TEXTO:
○ ○ ○ ○

Un vizconde monta en taxi, un granjero lleva el tractor
Menudo viajecito. Menudo viajecito, joder, ya no estoy para estos trotes. Lo del avión bien, porque me encanta el avión. Pero el taxi… ¿en serio? ¿Tan difícil es llegar hasta aquí? Cómo se llamaba… ¿Carrick-on-Suir? Vaya nombre. Y luego que está lejos, lejísimos. Casi tres horas desde Dublín. En este coche ridículo. En fin, parece que ya llegamos. Sí, ahí lo veo. Subido en un tractor. Qué tipo…
Jean de Gribaldy sonríe. Encaramado sobre aquella máquina rugiente, barro y suciedad en ruedas y rostro, lo saluda un chaval de veinte años. Rubicundo, mirada casi transparente, cierta tosquedad en el gesto. Aspecto noble, como recién salido de la tierra que él mismo trabaja. Se llama Sean Kelly. Sus destinos están a punto de cruzarse. Aunque nadie hubiese apostado por ello. El príncipe y el mendigo, o similar. Algo más grande que el océano separa a estos dos hombres, claro.
Veamos a Jean de Gribaldy. El Vizconde, le dicen, por su origen aristocrático. Se llama Jean Prosper Laurent Simon de Gribaldy. Como comprenderán rápidamente, no es nombre de deshollinador. Forma parte de la nobleza saboyana, nada menos. Su familia, los «de Gribaldi» (con i latina) se establecieron en aquel reino por el siglo XVI. Una rama de la Casa de Broglie, nada menos. O, dicho de otra forma, rastreando por su árbol genealógico Jean de Gribaldy encuentra primeros ministros, mariscales, prohombres de las letras y las ciencias e incluso cierto príncipe del Sacro Imperio Romano Germánico. Por tener tiene hasta un Premio Nobel de Física en la figura de Louis-Victor de Broglie, primo lejano que anduvo trasteando con esas cosas de la mecánica cuántica. Más o menos.
Pero Jean salió un poco torcido. Y se dedicó a algo tan poco honorable, tan poco chic como la bicicleta. Profesional bastante malo en la segunda posguerra, sin demasiados resultados que echarnos a la boca. Y después, desde 1964, director deportivo. Poco menos que una apuesta lanzada por Jean Leulliot, creador del Tour de Francia femenino y colaboracionista con los nazis durante la contienda. Pero muy poco, casi de bromas, no se vaya usted a creer que yo… Pues este Leulliot lo retó un día. No hay huevos, pero en francés, que queda más fino. Pas d’œufs. Y así comenzó todo, con el Grammont-de Gribaldy. Maillot rojo y blanco. Uno de los técnicos más duraderos de siempre, también de los más exitosos. Con métodos propios. Equipos de cuatro perras, cien patrocinadores, asaltadiligencias a pedales mejor que campeones consagrados. Ese era su estilo. Gafas de sol, cabello bien peinado, aire de bon vivant. ¿Sufrir? No, no, yo vengo a pasearme, que para eso gasto trazas de flâneur. Qué se puede esperar de alguien que consiguió organizar en Besançon, su ciudad, un mundial de ciclismo en pista. Nada raro, de no ser porque en aquellos momentos no había óvalo alguno allí. Que nadie se preocupe, Jean de Gribaldy construye un velódromo rápidamente. Cuarta medalla de oro para Koichi Nakano, luego ganará otras seis.

○ ○ ○ ○

[Registros de datos]
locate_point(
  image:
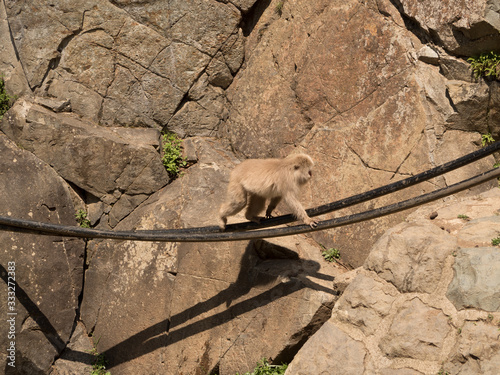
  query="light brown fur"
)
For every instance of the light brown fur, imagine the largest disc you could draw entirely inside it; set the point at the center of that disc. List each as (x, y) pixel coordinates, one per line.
(255, 180)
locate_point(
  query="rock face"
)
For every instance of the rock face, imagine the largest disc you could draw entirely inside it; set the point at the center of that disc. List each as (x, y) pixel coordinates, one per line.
(374, 91)
(441, 315)
(45, 273)
(225, 301)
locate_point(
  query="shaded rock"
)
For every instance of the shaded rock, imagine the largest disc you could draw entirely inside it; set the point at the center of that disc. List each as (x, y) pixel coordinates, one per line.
(48, 270)
(455, 69)
(479, 232)
(77, 357)
(477, 350)
(411, 256)
(420, 331)
(202, 113)
(462, 27)
(477, 279)
(10, 66)
(428, 55)
(54, 104)
(470, 102)
(348, 357)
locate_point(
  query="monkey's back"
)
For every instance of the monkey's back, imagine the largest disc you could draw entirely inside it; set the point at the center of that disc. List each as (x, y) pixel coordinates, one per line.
(264, 177)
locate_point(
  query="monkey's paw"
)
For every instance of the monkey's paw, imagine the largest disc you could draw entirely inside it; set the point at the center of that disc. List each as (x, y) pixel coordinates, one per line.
(222, 223)
(312, 223)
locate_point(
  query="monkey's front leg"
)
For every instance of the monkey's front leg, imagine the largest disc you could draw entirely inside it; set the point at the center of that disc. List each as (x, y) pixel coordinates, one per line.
(272, 205)
(255, 207)
(298, 211)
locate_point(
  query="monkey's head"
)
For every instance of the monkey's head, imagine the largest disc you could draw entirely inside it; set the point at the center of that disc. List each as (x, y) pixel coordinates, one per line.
(302, 167)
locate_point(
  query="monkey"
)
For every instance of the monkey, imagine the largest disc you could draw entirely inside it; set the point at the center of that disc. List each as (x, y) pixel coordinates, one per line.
(253, 181)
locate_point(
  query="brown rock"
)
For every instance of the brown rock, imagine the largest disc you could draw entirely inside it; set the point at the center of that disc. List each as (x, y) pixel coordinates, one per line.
(47, 270)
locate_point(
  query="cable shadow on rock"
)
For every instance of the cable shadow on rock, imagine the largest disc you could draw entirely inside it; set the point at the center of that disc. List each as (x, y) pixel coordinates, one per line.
(255, 271)
(253, 274)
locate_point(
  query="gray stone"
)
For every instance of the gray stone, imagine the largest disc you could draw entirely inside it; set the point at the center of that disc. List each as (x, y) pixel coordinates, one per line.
(77, 150)
(365, 303)
(476, 350)
(411, 256)
(48, 270)
(417, 331)
(477, 279)
(349, 356)
(463, 28)
(213, 300)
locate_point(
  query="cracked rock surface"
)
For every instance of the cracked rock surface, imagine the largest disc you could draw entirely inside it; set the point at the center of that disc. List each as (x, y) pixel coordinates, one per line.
(375, 91)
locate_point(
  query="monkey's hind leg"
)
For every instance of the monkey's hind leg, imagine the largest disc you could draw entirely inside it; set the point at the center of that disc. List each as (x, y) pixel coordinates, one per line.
(256, 205)
(236, 200)
(272, 205)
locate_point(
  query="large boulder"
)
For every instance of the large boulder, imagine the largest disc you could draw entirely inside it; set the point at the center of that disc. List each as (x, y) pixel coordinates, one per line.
(197, 307)
(120, 167)
(124, 64)
(44, 273)
(343, 81)
(422, 303)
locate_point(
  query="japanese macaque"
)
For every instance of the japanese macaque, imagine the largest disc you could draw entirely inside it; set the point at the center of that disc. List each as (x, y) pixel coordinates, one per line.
(255, 180)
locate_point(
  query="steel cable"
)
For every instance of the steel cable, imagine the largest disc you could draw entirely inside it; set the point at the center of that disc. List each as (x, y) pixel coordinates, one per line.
(13, 224)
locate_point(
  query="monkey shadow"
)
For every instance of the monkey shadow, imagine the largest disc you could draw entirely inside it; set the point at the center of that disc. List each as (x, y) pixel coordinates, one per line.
(261, 265)
(276, 270)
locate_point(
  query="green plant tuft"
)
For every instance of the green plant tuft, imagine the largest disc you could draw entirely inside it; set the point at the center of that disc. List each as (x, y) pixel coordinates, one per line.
(279, 7)
(264, 368)
(172, 154)
(81, 218)
(486, 139)
(5, 99)
(331, 254)
(485, 65)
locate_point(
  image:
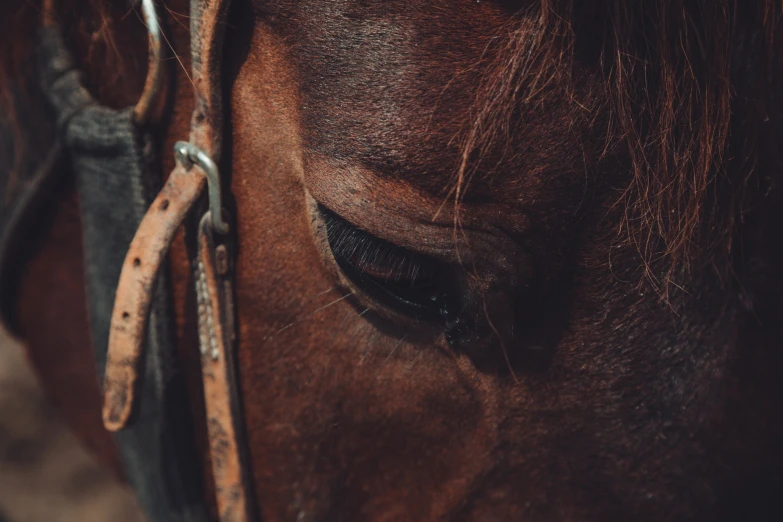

○ ○ ○ ○

TAREAS PENDIENTES:
1 > Indica si cada afirmación concuerda con el texto sobre Jean de Gribaldy y cita de forma literal las palabras que lo deciden: (a) el chaval del tractor tiene veinte años; (b) el trayecto en taxi desde Dublín dura más de cuatro horas; (c) Jean de Gribaldy fue director deportivo desde 1964.
2 > Extrae del listado todas las líneas que contengan la cadena "japanese".

RESULTADOS POR TAREA:
1 >
(a) Sí: "lo saluda un chaval de veinte años".
(b) No: "Casi tres horas desde Dublín".
(c) Sí: "Y después, desde 1964, director deportivo."

2 >
  query="japanese macaque"
For every instance of the japanese macaque, imagine the largest disc you could draw entirely inside it; set the point at the center of that disc. List each as (x, y) pixel coordinates, one per line.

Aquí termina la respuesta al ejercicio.